Rescale the records in the stretch from the line containing "Above is an image. Your task is to detect person" through the line containing "[686,214,824,345]", both included, and write out every line of that stretch again, requests too. Multiply each bounding box coordinate in the answers by 2.45 and round to the nearest whole number with halves rounded up, leaving all other lines unchanged.

━━━━━ STORED DATA ━━━━━

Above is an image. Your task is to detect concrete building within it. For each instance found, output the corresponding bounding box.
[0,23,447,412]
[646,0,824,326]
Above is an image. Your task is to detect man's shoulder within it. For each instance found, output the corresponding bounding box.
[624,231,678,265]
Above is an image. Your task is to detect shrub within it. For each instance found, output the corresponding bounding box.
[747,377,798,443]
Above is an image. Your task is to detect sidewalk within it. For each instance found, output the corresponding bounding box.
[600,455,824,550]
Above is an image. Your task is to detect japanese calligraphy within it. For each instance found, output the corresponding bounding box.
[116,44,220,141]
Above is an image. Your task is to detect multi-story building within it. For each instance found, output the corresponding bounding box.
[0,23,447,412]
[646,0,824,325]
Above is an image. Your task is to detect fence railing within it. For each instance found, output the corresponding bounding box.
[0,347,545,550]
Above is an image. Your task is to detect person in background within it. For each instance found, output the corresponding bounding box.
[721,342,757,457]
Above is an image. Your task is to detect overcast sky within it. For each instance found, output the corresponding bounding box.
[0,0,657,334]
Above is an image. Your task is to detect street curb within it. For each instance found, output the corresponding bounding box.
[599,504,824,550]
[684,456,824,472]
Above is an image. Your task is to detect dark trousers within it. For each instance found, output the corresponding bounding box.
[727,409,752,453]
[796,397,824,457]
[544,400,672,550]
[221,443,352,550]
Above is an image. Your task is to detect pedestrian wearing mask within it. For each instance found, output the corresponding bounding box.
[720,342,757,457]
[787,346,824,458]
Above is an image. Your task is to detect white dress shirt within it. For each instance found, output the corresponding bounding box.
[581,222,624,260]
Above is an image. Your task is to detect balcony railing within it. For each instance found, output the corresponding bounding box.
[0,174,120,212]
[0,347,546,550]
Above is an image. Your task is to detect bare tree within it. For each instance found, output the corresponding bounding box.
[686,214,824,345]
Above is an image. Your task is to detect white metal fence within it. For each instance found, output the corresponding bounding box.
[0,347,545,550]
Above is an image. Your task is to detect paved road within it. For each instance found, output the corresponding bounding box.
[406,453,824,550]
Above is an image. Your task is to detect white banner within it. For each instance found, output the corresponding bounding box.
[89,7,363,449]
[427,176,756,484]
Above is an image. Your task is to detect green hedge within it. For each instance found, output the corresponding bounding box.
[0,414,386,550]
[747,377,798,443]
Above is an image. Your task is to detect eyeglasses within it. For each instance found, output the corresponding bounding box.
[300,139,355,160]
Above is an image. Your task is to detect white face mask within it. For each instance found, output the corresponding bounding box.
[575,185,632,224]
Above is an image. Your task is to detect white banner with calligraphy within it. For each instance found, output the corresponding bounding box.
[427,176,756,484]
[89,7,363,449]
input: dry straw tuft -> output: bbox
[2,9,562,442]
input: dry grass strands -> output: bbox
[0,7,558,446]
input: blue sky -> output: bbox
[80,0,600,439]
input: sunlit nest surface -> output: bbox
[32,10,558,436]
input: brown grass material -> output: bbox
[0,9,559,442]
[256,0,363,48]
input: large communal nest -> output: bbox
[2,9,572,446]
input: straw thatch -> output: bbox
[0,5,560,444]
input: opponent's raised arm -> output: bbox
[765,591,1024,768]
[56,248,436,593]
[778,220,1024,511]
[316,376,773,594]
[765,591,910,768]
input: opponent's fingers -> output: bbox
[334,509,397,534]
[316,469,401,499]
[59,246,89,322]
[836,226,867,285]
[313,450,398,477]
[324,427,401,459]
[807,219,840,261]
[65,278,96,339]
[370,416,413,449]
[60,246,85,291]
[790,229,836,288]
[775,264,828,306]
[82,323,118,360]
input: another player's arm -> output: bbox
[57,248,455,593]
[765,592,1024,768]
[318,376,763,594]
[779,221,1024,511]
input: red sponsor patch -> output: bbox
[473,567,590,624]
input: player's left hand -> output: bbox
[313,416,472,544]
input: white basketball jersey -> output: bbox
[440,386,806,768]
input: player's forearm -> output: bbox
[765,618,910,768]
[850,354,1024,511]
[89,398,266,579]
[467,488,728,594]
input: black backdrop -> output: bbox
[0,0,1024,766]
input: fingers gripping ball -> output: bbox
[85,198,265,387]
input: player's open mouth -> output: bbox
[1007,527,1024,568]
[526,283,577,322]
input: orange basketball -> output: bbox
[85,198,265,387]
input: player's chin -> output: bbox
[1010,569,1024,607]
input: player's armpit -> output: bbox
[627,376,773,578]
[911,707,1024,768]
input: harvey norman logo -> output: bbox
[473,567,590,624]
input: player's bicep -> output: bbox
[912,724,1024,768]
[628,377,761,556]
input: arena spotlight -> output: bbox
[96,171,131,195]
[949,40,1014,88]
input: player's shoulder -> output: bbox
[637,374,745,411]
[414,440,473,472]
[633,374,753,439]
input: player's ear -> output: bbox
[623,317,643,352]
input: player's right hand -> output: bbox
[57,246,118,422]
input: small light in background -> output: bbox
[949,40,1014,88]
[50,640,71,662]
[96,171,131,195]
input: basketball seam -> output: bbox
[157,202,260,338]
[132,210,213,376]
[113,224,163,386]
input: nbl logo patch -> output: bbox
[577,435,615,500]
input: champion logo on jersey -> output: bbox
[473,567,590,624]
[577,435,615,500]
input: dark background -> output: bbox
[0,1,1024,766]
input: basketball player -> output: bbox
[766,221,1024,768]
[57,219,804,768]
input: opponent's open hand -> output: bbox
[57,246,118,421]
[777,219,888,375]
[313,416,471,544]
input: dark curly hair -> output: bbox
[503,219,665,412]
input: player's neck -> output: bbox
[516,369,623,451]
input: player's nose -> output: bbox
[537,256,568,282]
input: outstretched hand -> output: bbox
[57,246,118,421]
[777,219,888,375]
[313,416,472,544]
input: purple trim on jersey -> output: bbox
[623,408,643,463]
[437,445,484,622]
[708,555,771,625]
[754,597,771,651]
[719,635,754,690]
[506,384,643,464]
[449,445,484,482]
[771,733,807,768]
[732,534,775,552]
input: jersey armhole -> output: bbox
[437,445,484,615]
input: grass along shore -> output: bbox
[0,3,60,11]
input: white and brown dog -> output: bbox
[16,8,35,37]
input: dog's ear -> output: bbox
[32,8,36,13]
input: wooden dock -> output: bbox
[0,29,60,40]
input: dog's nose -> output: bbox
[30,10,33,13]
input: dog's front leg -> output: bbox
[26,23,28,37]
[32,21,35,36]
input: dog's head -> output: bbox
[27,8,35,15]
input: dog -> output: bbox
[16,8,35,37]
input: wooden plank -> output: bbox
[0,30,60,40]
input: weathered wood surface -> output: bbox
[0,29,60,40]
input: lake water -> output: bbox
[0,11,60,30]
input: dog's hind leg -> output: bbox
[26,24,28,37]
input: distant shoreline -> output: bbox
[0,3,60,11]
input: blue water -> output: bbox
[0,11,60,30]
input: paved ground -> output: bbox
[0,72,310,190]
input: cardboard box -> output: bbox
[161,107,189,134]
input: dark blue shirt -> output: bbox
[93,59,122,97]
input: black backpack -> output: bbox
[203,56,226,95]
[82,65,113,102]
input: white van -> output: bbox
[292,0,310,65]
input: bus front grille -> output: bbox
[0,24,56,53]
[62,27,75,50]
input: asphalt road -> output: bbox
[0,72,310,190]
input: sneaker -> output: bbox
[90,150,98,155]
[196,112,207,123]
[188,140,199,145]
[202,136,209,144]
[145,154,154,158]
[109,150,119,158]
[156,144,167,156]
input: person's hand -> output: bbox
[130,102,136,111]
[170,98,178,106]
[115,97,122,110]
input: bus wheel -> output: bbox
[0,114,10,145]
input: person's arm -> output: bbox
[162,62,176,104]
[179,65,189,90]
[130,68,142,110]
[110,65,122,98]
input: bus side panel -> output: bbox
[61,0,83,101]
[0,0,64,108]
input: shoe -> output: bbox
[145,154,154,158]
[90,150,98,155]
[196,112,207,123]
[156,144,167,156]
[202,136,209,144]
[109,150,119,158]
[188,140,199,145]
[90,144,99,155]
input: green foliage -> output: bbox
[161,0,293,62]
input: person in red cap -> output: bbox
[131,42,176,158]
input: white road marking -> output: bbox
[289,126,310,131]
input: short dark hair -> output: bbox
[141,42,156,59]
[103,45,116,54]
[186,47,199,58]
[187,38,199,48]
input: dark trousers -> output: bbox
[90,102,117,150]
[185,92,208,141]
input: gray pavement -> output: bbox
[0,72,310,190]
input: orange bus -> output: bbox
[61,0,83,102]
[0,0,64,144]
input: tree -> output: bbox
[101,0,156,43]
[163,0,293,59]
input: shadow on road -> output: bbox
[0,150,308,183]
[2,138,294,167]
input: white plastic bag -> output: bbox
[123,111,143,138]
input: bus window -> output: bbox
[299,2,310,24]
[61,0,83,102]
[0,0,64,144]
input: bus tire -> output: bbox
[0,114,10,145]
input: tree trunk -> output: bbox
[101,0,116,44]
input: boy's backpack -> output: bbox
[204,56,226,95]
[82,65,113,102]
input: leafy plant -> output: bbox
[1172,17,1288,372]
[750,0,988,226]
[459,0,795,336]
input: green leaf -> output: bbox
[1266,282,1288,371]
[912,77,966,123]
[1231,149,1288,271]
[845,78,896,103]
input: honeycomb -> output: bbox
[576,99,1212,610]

━━━━━

#### [SOLUTION TO THE EXERCISE]
Above is an image. Your task is to detect person in background within it. For each instance found, output the corresponding bounding box.
[1766,838,1855,1120]
Above is an image. Your task is to detect overcast sky within it. For each instance found, output the corresponding bounding box.
[0,0,1610,818]
Above is an image. Your task is to detect street curb within it. For each instance found, output the corresponding bounding box.
[1468,1235,2019,1348]
[1676,1117,2019,1156]
Above is an image. Your task is to detect dark trousers within it. For each instance found, output the corresponding bounding box.
[1781,1002,1842,1110]
[1950,973,2019,1120]
[1333,980,1646,1348]
[541,1085,862,1348]
Above is an image. Your task is to detect pedestrian wearing mask within it. For each instance found, output the corresponding bounding box.
[1764,838,1855,1120]
[1928,848,2019,1122]
Above is an image. Your task is to detect white dress shirt within it. For each instance found, output the corresponding bounding box.
[1423,544,1529,637]
Above is an image. Your task is to detect balcony railing within it. For each instance found, output the corresponding bounding box.
[0,426,294,519]
[0,850,1338,1348]
Above is an image. Your task is to detect bare tree within it. For each instance found, output the corresponding bounding box.
[1681,524,2019,845]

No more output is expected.